=== Begin Enclosure ===

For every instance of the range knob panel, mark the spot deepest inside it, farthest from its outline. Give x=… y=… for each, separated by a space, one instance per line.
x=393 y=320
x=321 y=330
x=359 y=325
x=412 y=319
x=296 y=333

=== End Enclosure ===

### WHAT YOU ARE ASKED TO DO
Print out the records exactly as they were entered.

### RESPONSE BELOW
For every instance of the range knob panel, mark the spot deepest inside it, farthest from its outline. Give x=… y=… for each, separated by a space, one instance per line.
x=393 y=320
x=321 y=330
x=359 y=325
x=412 y=319
x=296 y=333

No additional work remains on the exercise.